### [MATERIAL TO PROCESS]

Segment Open

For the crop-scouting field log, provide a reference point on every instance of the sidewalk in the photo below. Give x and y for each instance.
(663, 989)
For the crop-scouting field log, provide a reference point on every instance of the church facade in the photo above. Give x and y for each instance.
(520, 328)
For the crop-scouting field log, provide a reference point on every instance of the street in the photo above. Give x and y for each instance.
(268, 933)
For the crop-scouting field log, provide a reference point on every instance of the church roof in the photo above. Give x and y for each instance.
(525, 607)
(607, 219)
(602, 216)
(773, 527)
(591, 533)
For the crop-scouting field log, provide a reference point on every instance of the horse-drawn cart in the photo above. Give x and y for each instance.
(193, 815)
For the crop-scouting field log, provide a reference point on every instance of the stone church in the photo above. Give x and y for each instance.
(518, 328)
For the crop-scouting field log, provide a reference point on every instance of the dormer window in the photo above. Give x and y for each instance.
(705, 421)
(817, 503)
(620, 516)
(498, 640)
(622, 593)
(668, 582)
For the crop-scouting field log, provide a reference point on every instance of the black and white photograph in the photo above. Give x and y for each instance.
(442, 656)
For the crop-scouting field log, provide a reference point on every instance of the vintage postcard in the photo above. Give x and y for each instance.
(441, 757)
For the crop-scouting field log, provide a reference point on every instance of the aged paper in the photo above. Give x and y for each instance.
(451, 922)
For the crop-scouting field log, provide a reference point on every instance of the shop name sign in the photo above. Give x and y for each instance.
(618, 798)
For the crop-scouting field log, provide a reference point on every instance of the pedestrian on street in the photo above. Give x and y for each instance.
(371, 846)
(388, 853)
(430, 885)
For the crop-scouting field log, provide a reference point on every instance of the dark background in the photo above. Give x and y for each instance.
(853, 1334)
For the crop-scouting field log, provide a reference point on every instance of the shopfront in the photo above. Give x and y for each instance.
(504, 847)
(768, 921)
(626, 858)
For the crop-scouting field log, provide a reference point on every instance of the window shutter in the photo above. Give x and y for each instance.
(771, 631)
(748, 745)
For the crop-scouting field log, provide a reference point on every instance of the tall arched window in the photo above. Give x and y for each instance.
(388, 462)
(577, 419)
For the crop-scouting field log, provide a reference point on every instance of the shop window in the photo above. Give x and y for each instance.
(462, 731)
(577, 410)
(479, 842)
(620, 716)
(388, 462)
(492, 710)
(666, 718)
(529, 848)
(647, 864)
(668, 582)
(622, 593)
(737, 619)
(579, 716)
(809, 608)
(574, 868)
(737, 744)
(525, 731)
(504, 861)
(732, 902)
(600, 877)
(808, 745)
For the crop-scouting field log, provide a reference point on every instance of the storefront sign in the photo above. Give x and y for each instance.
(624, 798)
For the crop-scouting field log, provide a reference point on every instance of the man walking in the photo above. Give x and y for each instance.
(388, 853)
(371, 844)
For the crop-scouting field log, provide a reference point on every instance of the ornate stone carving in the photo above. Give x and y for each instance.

Segment Closed

### [TASK STATEMENT]
Retype all of the material. Each line must match exactly.

### [ANSWER AREA]
For the crop-scouting field log, provide a reference point on every instance of the sidewalk in the photo below. Give x and y for each instance.
(663, 989)
For the crop-scouting field log, provide a reference point on every instance of the church facade in the photo above. Give x and y for each instance.
(520, 328)
For the crop-scouting field log, provide a reference point on every instance of the street in the photo above. Give x and y for each instance.
(268, 933)
For the crop-scouting field log, provide a reference point on every instance of the church roof in the photo above. Give x and y for each instance.
(525, 607)
(607, 219)
(602, 216)
(773, 527)
(591, 533)
For the crop-scouting field log, provide a reference point on every instance of the horse-drawn cart in the photo above. Give x and y for each instance.
(193, 815)
For the crop-scouting field log, provide a reference point on every instance of the stone church in the photo above. Give x and y for each instance.
(518, 328)
For the crop-scouting field log, provide a reference point on every instance of the dormer window in the photo above. Give x and y for each instance.
(705, 421)
(817, 503)
(620, 516)
(498, 640)
(622, 593)
(668, 582)
For the crop-scouting field log, provide a reference point on every instance of the black and white photograph in the photo above. Give x and y for each instance.
(442, 656)
For the crop-scouting field log, provide a reference point on every instance of the vintage postcard in the photo above. Give x and y for each instance.
(441, 757)
For the crop-scouting field log, provide a reference point on every instance of the aged paper in the photo above. Give x and y for each instance.
(451, 922)
For the crop-scouting field log, provide a reference point on every instance of the shop name sign in the photo above. Give x and y for each instance.
(618, 798)
For the crop-scouting field log, provide a reference point on every instance of the pedestrian on street in the photo above. Give x and y for each instance.
(371, 846)
(388, 853)
(430, 885)
For the crop-scouting field log, provide a reference point on every instance of the dark background in the photo above. Give x and y for each instance.
(853, 1334)
For the crop-scouting field log, provide a reference point on every instance of the shopfront in the photo above. Give x and y for each instance.
(504, 847)
(768, 921)
(626, 858)
For the crop-scouting field log, provide a reference point on every instance of the window shutter in the photo above. Give x and y for each instance.
(771, 631)
(748, 745)
For the crop-scouting field log, provide a reference point on every instance of the tall arched window in the photo above. Give x and y for each instance.
(388, 462)
(577, 419)
For the crop-scouting field log, provide a reference point on every instance of the shop window in the photo above. Give x and y for each instance.
(462, 731)
(577, 410)
(479, 842)
(620, 716)
(388, 462)
(492, 710)
(666, 718)
(529, 848)
(647, 864)
(668, 582)
(622, 593)
(737, 619)
(579, 716)
(809, 608)
(574, 868)
(737, 744)
(525, 731)
(504, 861)
(732, 902)
(600, 877)
(808, 745)
For the crop-scouting field log, provide a reference point on every instance of the storefront sign in the photo above. Give x and y for each instance.
(624, 798)
For the crop-scouting field log, provide a reference point on every instance of the man walking in the photo above. Give x and y for each instance.
(388, 853)
(371, 844)
For the crop-scouting field log, provide a reference point on every instance of the ornate stone carving in the photo above. Give x and y for each instance.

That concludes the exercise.